= ZITIERTER TEXT =

• • • • •

Mit einem tollen Fest haben wir gestern das Sharehaus Refugio der Berliner Stadtmission in Neukölln eingeweiht.
Hausteam und Bewohner unter Leitung von Sven Lager hatten sich in den letzten zwei Wochen nochmal so richtig ins Zeug gelegt. Die Treppenhäuser wurden entrümpelt, das Refugio-Logo angebracht und auch das in Eigenleistung gezimmerte Refugio-Café ist fertig geworden.
Da ging es schon eine Stunde vor dem Gottesdienst hoch her. Mit gestifteten Kuchen und kunstvoll gefertigten Heißgetränken (Andy Romeike, unser Café-Chef, ist immerhin gelernter Barrista).
Zusammen mit dem Kreuzbergprojekt einer jungen FEG-Gemeindegründung, die seit einem Jahr das Haus nutzt und mit dem wir jetzt kooperieren, wurde der Gottesdienst eine sehr lebendige Angelegenheit. Da reichten die Plätze im Kirchensaal bei weitem nicht. Und parallel dazu war das Café die ganze Zeit auch noch ausgelastet.
Meine schöne Aufgabe war die Eröffnungspredigt, die ich Euch hier vollständig einfüge, verknüpft mit Fotos vom Eröffnungstag. So bekommt Ihr nicht nur einen Eindruck von dem tollen Fest, sondern auch von der „Denke“, die uns dabei bewegt.

• • • • •

= QUELLENAUSZUG =

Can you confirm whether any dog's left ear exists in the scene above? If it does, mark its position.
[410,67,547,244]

• • • • •

= AUFGABE 1 =
Erkläre in ein bis drei Sätzen, warum die Eröffnungspredigt laut dem Bericht über die Refugio-Eröffnung vollständig und zusammen mit Fotos eingefügt wird.
= AUFGABE 2 =
Übersetze diesen Satz aus dem Bericht über die Refugio-Eröffnung ins Englische: „Die Treppenhäuser wurden entrümpelt, das Refugio-Logo angebracht und auch das in Eigenleistung gezimmerte Refugio-Café ist fertig geworden.“
= AUFGABE 3 =
Schreib aus dem Bericht über die Refugio-Eröffnung den Abschnitt ab, der bei den Worten „Meine schöne Aufgabe“ beginnt und nach „uns dabei bewegt.“ endet.
Die Zeilen werden hier nicht gebraucht.

= ANTWORT 1 =
Die Predigt wird mit Fotos vom Eröffnungstag eingefügt, damit die Leser nicht nur einen Eindruck von dem tollen Fest bekommen. Sie sollen auch die „Denke“ kennenlernen, die die Beteiligten dabei bewegt.

= ANTWORT 2 =
The stairwells were cleared out, the Refugio logo was put up, and the self-built Refugio café has also been finished.

= ANTWORT 3 =
Meine schöne Aufgabe war die Eröffnungspredigt, die ich Euch hier vollständig einfüge, verknüpft mit Fotos vom Eröffnungstag. So bekommt Ihr nicht nur einen Eindruck von dem tollen Fest, sondern auch von der „Denke“, die uns dabei bewegt.